- **Data section**:

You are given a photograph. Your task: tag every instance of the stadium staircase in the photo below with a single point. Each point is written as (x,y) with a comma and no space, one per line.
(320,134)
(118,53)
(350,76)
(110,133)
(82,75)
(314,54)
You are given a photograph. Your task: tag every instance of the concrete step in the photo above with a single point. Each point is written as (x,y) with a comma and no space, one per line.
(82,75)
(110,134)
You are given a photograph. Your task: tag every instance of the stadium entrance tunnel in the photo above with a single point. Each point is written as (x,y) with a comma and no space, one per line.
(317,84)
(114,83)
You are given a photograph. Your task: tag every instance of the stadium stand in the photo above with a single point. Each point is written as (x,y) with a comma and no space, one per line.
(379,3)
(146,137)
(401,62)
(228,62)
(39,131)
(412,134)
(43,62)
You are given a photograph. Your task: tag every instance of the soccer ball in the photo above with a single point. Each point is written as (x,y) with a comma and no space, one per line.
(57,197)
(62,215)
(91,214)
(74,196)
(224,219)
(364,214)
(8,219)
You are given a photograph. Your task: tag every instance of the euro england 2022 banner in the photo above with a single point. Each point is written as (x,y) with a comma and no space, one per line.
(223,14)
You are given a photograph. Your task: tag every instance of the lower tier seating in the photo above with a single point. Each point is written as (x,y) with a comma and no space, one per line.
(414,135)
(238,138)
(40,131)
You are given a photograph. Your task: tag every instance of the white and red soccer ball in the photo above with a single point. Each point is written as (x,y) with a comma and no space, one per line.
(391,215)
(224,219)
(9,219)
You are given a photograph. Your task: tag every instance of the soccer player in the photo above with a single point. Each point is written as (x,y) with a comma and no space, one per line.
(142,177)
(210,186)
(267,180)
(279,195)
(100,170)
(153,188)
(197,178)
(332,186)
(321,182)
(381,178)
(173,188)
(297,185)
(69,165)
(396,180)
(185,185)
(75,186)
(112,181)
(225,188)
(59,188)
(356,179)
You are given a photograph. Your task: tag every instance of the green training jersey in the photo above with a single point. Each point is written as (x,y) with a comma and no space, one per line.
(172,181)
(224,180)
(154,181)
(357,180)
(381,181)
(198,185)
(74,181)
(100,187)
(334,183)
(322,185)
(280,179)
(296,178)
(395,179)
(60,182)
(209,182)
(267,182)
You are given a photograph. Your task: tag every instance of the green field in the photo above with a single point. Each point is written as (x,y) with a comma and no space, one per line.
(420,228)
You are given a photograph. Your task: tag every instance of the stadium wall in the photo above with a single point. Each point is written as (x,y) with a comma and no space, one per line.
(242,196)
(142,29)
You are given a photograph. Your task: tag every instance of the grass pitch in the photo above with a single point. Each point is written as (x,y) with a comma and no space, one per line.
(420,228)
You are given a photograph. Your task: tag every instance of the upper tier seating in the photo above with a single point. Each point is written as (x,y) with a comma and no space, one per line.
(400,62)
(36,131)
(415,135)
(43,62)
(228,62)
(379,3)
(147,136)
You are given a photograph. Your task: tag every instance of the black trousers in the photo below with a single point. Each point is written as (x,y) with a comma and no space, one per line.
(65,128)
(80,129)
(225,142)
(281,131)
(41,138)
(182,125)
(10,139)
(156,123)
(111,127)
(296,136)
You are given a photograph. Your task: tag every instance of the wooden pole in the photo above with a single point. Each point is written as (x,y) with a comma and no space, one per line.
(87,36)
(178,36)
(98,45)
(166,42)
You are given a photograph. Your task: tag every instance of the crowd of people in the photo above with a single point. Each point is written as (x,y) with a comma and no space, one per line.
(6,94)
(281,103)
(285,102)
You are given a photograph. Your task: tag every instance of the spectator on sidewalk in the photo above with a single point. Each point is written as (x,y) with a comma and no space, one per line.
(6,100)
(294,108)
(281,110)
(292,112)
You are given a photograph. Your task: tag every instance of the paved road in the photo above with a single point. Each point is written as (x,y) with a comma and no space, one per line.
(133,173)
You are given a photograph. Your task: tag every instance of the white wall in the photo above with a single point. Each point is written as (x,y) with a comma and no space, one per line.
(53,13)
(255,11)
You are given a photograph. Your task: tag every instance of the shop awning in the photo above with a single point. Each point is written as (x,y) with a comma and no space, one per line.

- **Set task**: Recast every line of all the items above as a numbered list, leaving out any blank lines.

- **Answer for this exercise**:
1. You are given a photograph. Your task: tag every instance of the stadium staircase in the photo below with a single point. Each point is written as (x,y) with a comma and no space, one per line.
2. (320,134)
3. (118,53)
4. (350,76)
5. (110,133)
6. (82,75)
7. (314,54)
8. You are given a photograph. Your task: tag every instance of the concrete step in the photo above with a single point. Each point is written as (x,y) with a comma and no space, one per line.
9. (82,75)
10. (110,134)
11. You are given a photograph. Your task: tag every instance of the stadium entrance tunnel in the photo above with a single point. Each point is written as (x,y) with a comma and no space, one per line.
12. (317,84)
13. (114,83)
14. You are given a photograph. Your task: tag every instance of the stadium stand in the photo above with a single point. Each point is written as (x,y) with a comma and no space, one per line.
15. (379,3)
16. (146,137)
17. (401,62)
18. (228,62)
19. (39,131)
20. (412,134)
21. (43,62)
22. You are given a photograph. Your task: tag every instance of the soccer ball in the photo above with a single point. Each point is written as (x,y) with a comma and no space, one per line.
23. (57,197)
24. (62,215)
25. (91,214)
26. (74,196)
27. (224,219)
28. (364,214)
29. (8,219)
30. You are given a photograph. Your task: tag every instance of the euro england 2022 banner in the photo above with a single point. Each point is written as (x,y) with a comma and no space, one per line.
31. (223,14)
32. You are given a photograph. Your task: tag every instance of the lower tier seating in the photo above with a single point. Each point is written as (x,y) with a comma and no space, one per line.
33. (414,135)
34. (238,138)
35. (40,131)
36. You are given a photograph. Your task: tag every instance of the white and red soccer ball in the photo above with a single point. Each point is written as (x,y) with a comma and no space, one per line.
37. (391,215)
38. (224,219)
39. (9,219)
40. You are given a photograph. Your task: tag every instance of the soccer player in the photo above with a single point. Each point is written as (x,y) with a comma and no space, one per line.
41. (142,177)
42. (210,186)
43. (267,180)
44. (279,195)
45. (100,170)
46. (153,188)
47. (197,178)
48. (332,186)
49. (321,182)
50. (381,178)
51. (173,188)
52. (297,185)
53. (69,165)
54. (396,180)
55. (185,185)
56. (75,186)
57. (112,181)
58. (225,188)
59. (59,188)
60. (356,179)
61. You are given a photograph. Your task: tag every instance of the green training jersey in the photo above with a single point. Each point is written as (x,y) with a comma and no space, one per line.
62. (172,181)
63. (224,180)
64. (154,181)
65. (357,180)
66. (381,181)
67. (198,185)
68. (74,181)
69. (100,187)
70. (334,183)
71. (322,185)
72. (280,179)
73. (296,178)
74. (395,179)
75. (60,182)
76. (209,182)
77. (267,182)
78. You are given a photograph. Your task: tag every instance of the green field in the photo above with a single point. Each point is written as (x,y) with a comma and no space, one per line.
79. (420,228)
80. You are given a photograph. Your task: tag every instance of the stadium wall in the photo above with a single point. Each point is written as (x,y) with a comma and no space, one per line.
81. (242,196)
82. (142,29)
83. You are given a photograph. Your task: tag every instance of the grass pitch in the photo above with a single point. Each point is written as (x,y) with a comma and no space, one per line.
84. (420,228)
85. You are given a photograph. Your task: tag every instance of the upper tier seating in the photo above with a single point. Each point is written as (x,y) with a comma and no space, one per line.
86. (400,62)
87. (36,131)
88. (415,135)
89. (43,62)
90. (228,62)
91. (379,3)
92. (147,136)
93. You are given a photograph. Your task: tag every instance of the black trousers in the photo below with a single point. Each point is written as (x,y) with a comma and no space, one per line.
94. (65,128)
95. (80,129)
96. (225,142)
97. (281,131)
98. (41,138)
99. (182,125)
100. (10,139)
101. (156,123)
102. (111,127)
103. (296,136)
104. You are given a photograph. Your task: tag every instance of the wooden pole in the photo above with a single point. Each point is written as (x,y) with a comma and no space, one per line.
105. (87,36)
106. (178,36)
107. (98,45)
108. (166,42)
109. You are given a photograph. Your task: tag every instance of the crowd of people in the photo above with a single point. Each point is written as (x,y) with a comma and no space, one per line.
110. (6,94)
111. (281,103)
112. (285,102)
113. You are given a photograph. Your task: tag every instance of the spectator on sidewalk in the photo above with a single point. Each point is written as (x,y) with a comma and no space, one per line.
114. (6,100)
115. (294,108)
116. (281,110)
117. (292,112)
118. You are given a photograph. Your task: tag every instance of the paved road in the photo above with a single point. Each point is written as (x,y) with a comma and no space, one per line.
119. (133,173)
120. You are given a photograph. Your task: tag every instance of the white wall in the photo above with a single point. Each point is written as (x,y) with a comma and no space, one per line.
121. (53,13)
122. (255,11)
123. You are given a photograph. Your task: tag every instance of the shop awning in the photo above with a single point. Each point is written as (x,y) with a comma and no space, one per line.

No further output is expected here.